*Directive*. Can you pull every line of the data below word for word, leaving out the pictures?

[Saved data entries]
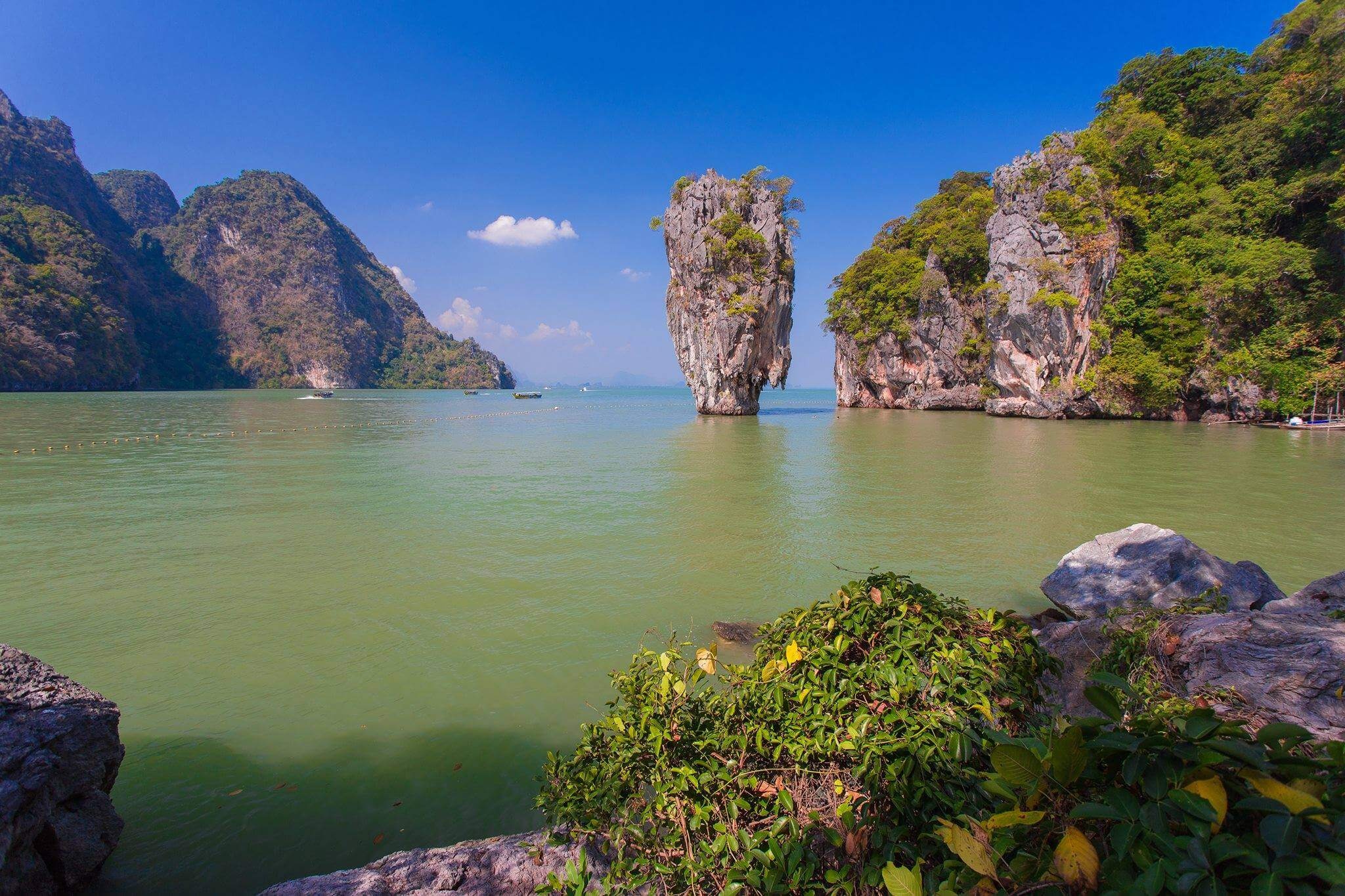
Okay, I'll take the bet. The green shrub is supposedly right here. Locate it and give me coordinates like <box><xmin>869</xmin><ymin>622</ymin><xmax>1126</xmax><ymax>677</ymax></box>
<box><xmin>927</xmin><ymin>682</ymin><xmax>1345</xmax><ymax>896</ymax></box>
<box><xmin>1028</xmin><ymin>289</ymin><xmax>1078</xmax><ymax>310</ymax></box>
<box><xmin>538</xmin><ymin>572</ymin><xmax>1053</xmax><ymax>893</ymax></box>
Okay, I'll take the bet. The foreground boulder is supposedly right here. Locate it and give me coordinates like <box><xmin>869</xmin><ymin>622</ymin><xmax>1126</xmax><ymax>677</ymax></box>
<box><xmin>0</xmin><ymin>645</ymin><xmax>125</xmax><ymax>895</ymax></box>
<box><xmin>1037</xmin><ymin>610</ymin><xmax>1345</xmax><ymax>740</ymax></box>
<box><xmin>663</xmin><ymin>171</ymin><xmax>793</xmax><ymax>414</ymax></box>
<box><xmin>262</xmin><ymin>830</ymin><xmax>608</xmax><ymax>896</ymax></box>
<box><xmin>1266</xmin><ymin>570</ymin><xmax>1345</xmax><ymax>612</ymax></box>
<box><xmin>1041</xmin><ymin>523</ymin><xmax>1285</xmax><ymax>618</ymax></box>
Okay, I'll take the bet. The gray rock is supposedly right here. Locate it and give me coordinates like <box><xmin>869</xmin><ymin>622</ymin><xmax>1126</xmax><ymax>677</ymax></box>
<box><xmin>1041</xmin><ymin>523</ymin><xmax>1285</xmax><ymax>618</ymax></box>
<box><xmin>663</xmin><ymin>171</ymin><xmax>793</xmax><ymax>414</ymax></box>
<box><xmin>1037</xmin><ymin>610</ymin><xmax>1345</xmax><ymax>740</ymax></box>
<box><xmin>710</xmin><ymin>622</ymin><xmax>761</xmax><ymax>643</ymax></box>
<box><xmin>262</xmin><ymin>830</ymin><xmax>608</xmax><ymax>896</ymax></box>
<box><xmin>1182</xmin><ymin>368</ymin><xmax>1275</xmax><ymax>423</ymax></box>
<box><xmin>0</xmin><ymin>645</ymin><xmax>125</xmax><ymax>895</ymax></box>
<box><xmin>1165</xmin><ymin>610</ymin><xmax>1345</xmax><ymax>740</ymax></box>
<box><xmin>986</xmin><ymin>135</ymin><xmax>1120</xmax><ymax>416</ymax></box>
<box><xmin>834</xmin><ymin>251</ymin><xmax>986</xmax><ymax>411</ymax></box>
<box><xmin>1266</xmin><ymin>570</ymin><xmax>1345</xmax><ymax>612</ymax></box>
<box><xmin>1037</xmin><ymin>619</ymin><xmax>1111</xmax><ymax>719</ymax></box>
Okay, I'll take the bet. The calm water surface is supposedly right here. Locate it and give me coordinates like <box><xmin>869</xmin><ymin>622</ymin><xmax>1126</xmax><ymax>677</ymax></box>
<box><xmin>0</xmin><ymin>389</ymin><xmax>1345</xmax><ymax>893</ymax></box>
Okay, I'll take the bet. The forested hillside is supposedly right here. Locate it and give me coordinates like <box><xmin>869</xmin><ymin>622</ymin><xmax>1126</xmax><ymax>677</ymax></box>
<box><xmin>826</xmin><ymin>0</ymin><xmax>1345</xmax><ymax>416</ymax></box>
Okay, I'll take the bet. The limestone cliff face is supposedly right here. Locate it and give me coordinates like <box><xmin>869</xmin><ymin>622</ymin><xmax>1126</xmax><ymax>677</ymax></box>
<box><xmin>986</xmin><ymin>135</ymin><xmax>1120</xmax><ymax>416</ymax></box>
<box><xmin>93</xmin><ymin>168</ymin><xmax>177</xmax><ymax>230</ymax></box>
<box><xmin>663</xmin><ymin>171</ymin><xmax>793</xmax><ymax>414</ymax></box>
<box><xmin>150</xmin><ymin>171</ymin><xmax>514</xmax><ymax>388</ymax></box>
<box><xmin>834</xmin><ymin>251</ymin><xmax>984</xmax><ymax>411</ymax></box>
<box><xmin>0</xmin><ymin>93</ymin><xmax>235</xmax><ymax>389</ymax></box>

*Answer to the problem*.
Okay, I'll take the bet. The green shrub is supposedly right here. Locate it and give me coordinates like <box><xmin>869</xmin><ymin>622</ymin><xmax>1126</xmax><ymax>677</ymax></box>
<box><xmin>927</xmin><ymin>682</ymin><xmax>1345</xmax><ymax>896</ymax></box>
<box><xmin>1028</xmin><ymin>289</ymin><xmax>1078</xmax><ymax>310</ymax></box>
<box><xmin>538</xmin><ymin>572</ymin><xmax>1053</xmax><ymax>893</ymax></box>
Okay, I'll take the bet. The foreground boulder is supposedly right here. Locate it and give me coordinates like <box><xmin>869</xmin><ymin>622</ymin><xmax>1126</xmax><ymax>677</ymax></box>
<box><xmin>0</xmin><ymin>645</ymin><xmax>125</xmax><ymax>895</ymax></box>
<box><xmin>1037</xmin><ymin>610</ymin><xmax>1345</xmax><ymax>740</ymax></box>
<box><xmin>663</xmin><ymin>171</ymin><xmax>793</xmax><ymax>414</ymax></box>
<box><xmin>262</xmin><ymin>830</ymin><xmax>608</xmax><ymax>896</ymax></box>
<box><xmin>1266</xmin><ymin>570</ymin><xmax>1345</xmax><ymax>612</ymax></box>
<box><xmin>1041</xmin><ymin>523</ymin><xmax>1285</xmax><ymax>618</ymax></box>
Okay, I'll take the bet. The gray rock is supposedly right here. Locate it and give me coordinates like <box><xmin>869</xmin><ymin>622</ymin><xmax>1126</xmax><ymax>677</ymax></box>
<box><xmin>1041</xmin><ymin>523</ymin><xmax>1285</xmax><ymax>618</ymax></box>
<box><xmin>663</xmin><ymin>171</ymin><xmax>793</xmax><ymax>414</ymax></box>
<box><xmin>1037</xmin><ymin>610</ymin><xmax>1345</xmax><ymax>740</ymax></box>
<box><xmin>710</xmin><ymin>622</ymin><xmax>761</xmax><ymax>643</ymax></box>
<box><xmin>262</xmin><ymin>830</ymin><xmax>608</xmax><ymax>896</ymax></box>
<box><xmin>1182</xmin><ymin>368</ymin><xmax>1275</xmax><ymax>423</ymax></box>
<box><xmin>0</xmin><ymin>645</ymin><xmax>125</xmax><ymax>895</ymax></box>
<box><xmin>1165</xmin><ymin>610</ymin><xmax>1345</xmax><ymax>740</ymax></box>
<box><xmin>986</xmin><ymin>135</ymin><xmax>1120</xmax><ymax>416</ymax></box>
<box><xmin>834</xmin><ymin>251</ymin><xmax>986</xmax><ymax>411</ymax></box>
<box><xmin>1266</xmin><ymin>570</ymin><xmax>1345</xmax><ymax>612</ymax></box>
<box><xmin>1037</xmin><ymin>619</ymin><xmax>1111</xmax><ymax>719</ymax></box>
Okay, I'll take the bet. The calm water surface is supposedly right here. Locate it and give me coordinates like <box><xmin>869</xmin><ymin>622</ymin><xmax>1126</xmax><ymax>677</ymax></box>
<box><xmin>0</xmin><ymin>389</ymin><xmax>1345</xmax><ymax>893</ymax></box>
Okay, I'll take the bet. The forested hillside is supposedly right here. Locate it and give me coordinates like <box><xmin>869</xmin><ymin>622</ymin><xmax>1126</xmax><ymax>677</ymax></box>
<box><xmin>826</xmin><ymin>0</ymin><xmax>1345</xmax><ymax>416</ymax></box>
Okay, I'll take the bet. The limestone cliff face is supposedly right here. Locate it and give me coordinates like <box><xmin>869</xmin><ymin>622</ymin><xmax>1126</xmax><ymax>677</ymax></box>
<box><xmin>986</xmin><ymin>135</ymin><xmax>1120</xmax><ymax>416</ymax></box>
<box><xmin>93</xmin><ymin>168</ymin><xmax>177</xmax><ymax>230</ymax></box>
<box><xmin>663</xmin><ymin>171</ymin><xmax>793</xmax><ymax>414</ymax></box>
<box><xmin>150</xmin><ymin>171</ymin><xmax>514</xmax><ymax>388</ymax></box>
<box><xmin>834</xmin><ymin>251</ymin><xmax>984</xmax><ymax>411</ymax></box>
<box><xmin>0</xmin><ymin>93</ymin><xmax>235</xmax><ymax>389</ymax></box>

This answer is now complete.